Reading passage >>
A principle, not evasion: calling out behaviour rather than the perpetrator is a general diplomatic technique — Allan extends it to cover Australia's own delicate handling of Trump. The underlying logic: naming the perpetrator provokes defensiveness and hardens positions; focusing on the principle preserves the room to influence conduct. The Trump parallel is characteristic — equating the two diplomatically uncomfortable situations that official language also treats symmetrically.


Kashmir vs Hong Kong — naming the inconsistency

"If I was being provocative, I might contrast our public position on the need for China to abide by its commitments to the One Country, Two Systems agreement on Hong Kong and the absence of any public position on India's abandonment of constitutional commitments to Kashmir. Now, my point here is not to have a go at governments or our government because they're forever balancing the different stakes that we have in interests and values, and you can never have complete consistency. My point really is just to remind all those outside government that these stakes are always hard to weigh and are never clear cut."

— [00:23:37.500 --> 00:25:33.980]

"If I was being provocative" — his signal that a sharper point is coming. He names the inconsistency precisely (HK: public pressure on China; Kashmir: silence on India) and then refuses to leave it as a simple gotcha. The analytical move is characteristic: name the inconsistency, explain the logic that produces it (balancing interests and values), and use it to illuminate the general difficulty rather than to condemn the specific government. "You can never have complete consistency" — not a defence of bad choices, but an honest account of what foreign policy actually requires.


"Governments aren't think tanks"

"I just say that there's a difference between the way governments grapple with the issue and the way the public in a democracy like Australia is able to talk about it... It's just that that's not the role of government. Governments aren't think tanks and they aren't academics and they aren't advocacy groups. They're there to pursue Australia's interests and to protect our values to the extent that they can."

— [00:26:28.500 --> 00:27:26.500]

A clean statement of what government is for — and implicitly, what think tanks and academics are for. Allan defends the right of public commentary to range further than official positions can. The phrase "to protect our values to the extent that they can" — the qualifier is important: governments pursue values only "to the extent they can," constrained by the interests they also must pursue.


PNG as "barometer of Australian foreign policy success"

"When he was Secretary of DFAT, I remember Peter Varghese telling the Lowy Institute that more than any other single relationship, the state of Australia's relationship with PNG was seen as the barometer of Australian foreign policy success. And Peter was right, I think."

— [00:34:09.500 --> 00:36:03.500]

Allan at the Lowy Institute — consistent with his founding ED role. He attributes the formulation to Peter Varghese (Secretary of DFAT 2012–2016) but endorses it: "And Peter was right, I think." The PNG relationship's importance is structural, not sentimental.


The Wandering Earth — China as "servant of humanity"

"The Wandering Earth... based on a novella by the Hugo Award-winning Chinese writer Liu Shiqin. The basic story is that a dying sun threatens to engulf Earth and the people of the planet unite in a vast global Belt and Road initiative. And they build fusion thrusters that will propel the Earth on a 2500-year journey to a new star system... It's not a Chinese nationalist rant. It's more a portrayal of China as a servant of humanity... For my part, I particularly like the Confucian respect for the wise grandfather who helps save the day. And I'm going to advise my own grandchildren to pay close attention to that."

Extracted data >>
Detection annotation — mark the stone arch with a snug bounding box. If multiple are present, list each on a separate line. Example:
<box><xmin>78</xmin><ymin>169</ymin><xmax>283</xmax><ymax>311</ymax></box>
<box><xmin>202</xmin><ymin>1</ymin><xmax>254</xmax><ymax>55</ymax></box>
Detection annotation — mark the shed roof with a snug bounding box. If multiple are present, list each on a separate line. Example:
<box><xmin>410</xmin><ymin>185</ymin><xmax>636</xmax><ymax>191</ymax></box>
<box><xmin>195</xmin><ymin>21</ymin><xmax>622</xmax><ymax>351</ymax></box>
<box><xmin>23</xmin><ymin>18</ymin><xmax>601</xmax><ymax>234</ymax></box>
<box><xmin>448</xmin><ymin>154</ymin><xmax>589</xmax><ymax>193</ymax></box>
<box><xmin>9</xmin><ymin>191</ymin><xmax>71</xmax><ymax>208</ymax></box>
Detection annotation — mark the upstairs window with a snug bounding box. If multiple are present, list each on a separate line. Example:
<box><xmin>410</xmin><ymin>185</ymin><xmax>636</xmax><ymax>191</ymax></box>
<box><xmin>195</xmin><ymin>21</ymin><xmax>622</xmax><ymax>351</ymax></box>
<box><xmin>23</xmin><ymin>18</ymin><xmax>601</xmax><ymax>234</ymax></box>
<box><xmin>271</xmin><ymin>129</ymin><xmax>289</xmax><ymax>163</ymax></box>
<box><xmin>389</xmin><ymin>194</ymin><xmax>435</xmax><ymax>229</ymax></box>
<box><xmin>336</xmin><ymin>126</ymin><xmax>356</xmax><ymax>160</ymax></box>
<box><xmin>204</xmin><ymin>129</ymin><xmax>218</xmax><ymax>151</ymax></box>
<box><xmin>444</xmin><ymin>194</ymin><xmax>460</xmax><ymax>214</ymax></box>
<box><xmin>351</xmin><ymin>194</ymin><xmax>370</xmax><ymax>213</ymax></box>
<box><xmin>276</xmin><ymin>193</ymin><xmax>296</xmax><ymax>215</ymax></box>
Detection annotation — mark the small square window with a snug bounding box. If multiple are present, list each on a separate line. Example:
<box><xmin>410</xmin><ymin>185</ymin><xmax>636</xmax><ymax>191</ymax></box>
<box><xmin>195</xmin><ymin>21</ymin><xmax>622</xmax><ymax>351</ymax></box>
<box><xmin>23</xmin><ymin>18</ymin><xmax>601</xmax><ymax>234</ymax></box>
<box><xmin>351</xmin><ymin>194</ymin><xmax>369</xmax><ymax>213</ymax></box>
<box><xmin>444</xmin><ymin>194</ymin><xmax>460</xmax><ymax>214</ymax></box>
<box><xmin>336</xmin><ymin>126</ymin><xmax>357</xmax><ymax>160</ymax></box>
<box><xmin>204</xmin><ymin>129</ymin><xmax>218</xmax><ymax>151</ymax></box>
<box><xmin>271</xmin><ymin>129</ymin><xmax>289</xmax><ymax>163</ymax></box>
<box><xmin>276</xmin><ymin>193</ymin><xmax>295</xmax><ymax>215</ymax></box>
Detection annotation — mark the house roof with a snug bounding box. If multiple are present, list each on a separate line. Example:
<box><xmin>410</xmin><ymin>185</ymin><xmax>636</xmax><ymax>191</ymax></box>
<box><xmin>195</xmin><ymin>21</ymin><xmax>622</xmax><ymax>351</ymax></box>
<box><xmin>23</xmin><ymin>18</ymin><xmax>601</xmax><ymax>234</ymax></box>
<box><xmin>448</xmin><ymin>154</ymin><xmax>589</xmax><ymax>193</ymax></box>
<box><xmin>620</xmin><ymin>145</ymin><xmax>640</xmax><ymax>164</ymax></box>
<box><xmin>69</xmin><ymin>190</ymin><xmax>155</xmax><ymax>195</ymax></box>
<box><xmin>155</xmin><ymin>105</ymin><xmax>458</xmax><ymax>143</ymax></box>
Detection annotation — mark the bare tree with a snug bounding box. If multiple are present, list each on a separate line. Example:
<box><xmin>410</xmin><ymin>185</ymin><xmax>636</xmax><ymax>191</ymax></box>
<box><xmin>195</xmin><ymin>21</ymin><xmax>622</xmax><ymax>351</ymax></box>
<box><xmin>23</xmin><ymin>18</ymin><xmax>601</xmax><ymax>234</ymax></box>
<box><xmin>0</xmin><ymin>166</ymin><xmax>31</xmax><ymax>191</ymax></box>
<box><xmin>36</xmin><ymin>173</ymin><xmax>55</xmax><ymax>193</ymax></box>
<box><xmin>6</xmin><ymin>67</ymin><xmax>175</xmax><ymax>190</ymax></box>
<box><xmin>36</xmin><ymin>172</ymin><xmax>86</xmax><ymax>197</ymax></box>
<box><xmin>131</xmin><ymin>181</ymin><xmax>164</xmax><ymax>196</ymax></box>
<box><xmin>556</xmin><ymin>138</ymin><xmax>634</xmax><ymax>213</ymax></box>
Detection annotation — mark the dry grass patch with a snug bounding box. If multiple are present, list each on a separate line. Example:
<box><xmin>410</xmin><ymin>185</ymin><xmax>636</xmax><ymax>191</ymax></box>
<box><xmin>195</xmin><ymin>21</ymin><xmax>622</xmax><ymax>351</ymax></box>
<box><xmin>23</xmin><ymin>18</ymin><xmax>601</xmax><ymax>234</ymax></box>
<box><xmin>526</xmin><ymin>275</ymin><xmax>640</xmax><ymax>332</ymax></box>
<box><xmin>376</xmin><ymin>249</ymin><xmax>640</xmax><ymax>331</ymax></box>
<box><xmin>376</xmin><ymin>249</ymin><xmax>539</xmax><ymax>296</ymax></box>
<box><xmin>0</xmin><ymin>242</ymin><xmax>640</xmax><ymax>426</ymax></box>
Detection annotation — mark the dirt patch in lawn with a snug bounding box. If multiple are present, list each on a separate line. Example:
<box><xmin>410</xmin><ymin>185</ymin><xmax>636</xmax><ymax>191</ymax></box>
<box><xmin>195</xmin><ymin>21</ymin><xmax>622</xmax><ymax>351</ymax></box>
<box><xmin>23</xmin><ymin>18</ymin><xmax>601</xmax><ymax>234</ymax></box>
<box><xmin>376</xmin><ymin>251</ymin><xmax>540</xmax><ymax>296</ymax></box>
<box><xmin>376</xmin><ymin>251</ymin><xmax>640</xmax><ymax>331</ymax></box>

Tasks for this exercise >>
• A. In the commentary on Allan's remarks, who does Allan credit with calling the PNG relationship the barometer of Australian foreign policy success?
• B. Write the next part of the commentary on Allan's remarks, picking up right after its final sentence.

Answers to the problems >>
• A. Peter Varghese, when he was Secretary of DFAT.

• B.
— [00:36:12.500 --> 00:38:59.040]

Allan reads science fiction as political document. His analytical frame is explicit: "science fiction usually reveals as much about the time it is written as about the future it foresees." He is interested in the film not as entertainment but as evidence of how China wants to be seen — "servant of humanity" rather than dominant power. The "global Belt and Road initiative" framing of the plot is his own addition; he notices the parallel. The Confucian grandfather note is personal — he says he will advise his own grandchildren. First mention of grandchildren in the corpus.


Biographical Fragments

Evidence type: Confirmed

  1. Was on Keating's first visit to unified Vietnam (early 1990s) — "I was on that trip." Allan gives the year as 1991, though Keating became PM in December 1991; the visit was likely early 1992 or possibly 1994 (date uncertain, may be slightly misremembered). The substance is confirmed: he was present on the trip, Australia was the first Western country to resume aid to Hanoi after the Cambodian settlement, and the Mitwan Bridge funding was announced. This is consistent with his confirmed PM's office posting under Keating (Ep014). (Ep028)

  2. Attended a Lowy Institute talk by Peter Varghese — "I remember Peter Varghese telling the Lowy Institute..." — places Allan in the Lowy Institute audience for a talk by the DFAT Secretary. Consistent with his founding ED role. (Ep028)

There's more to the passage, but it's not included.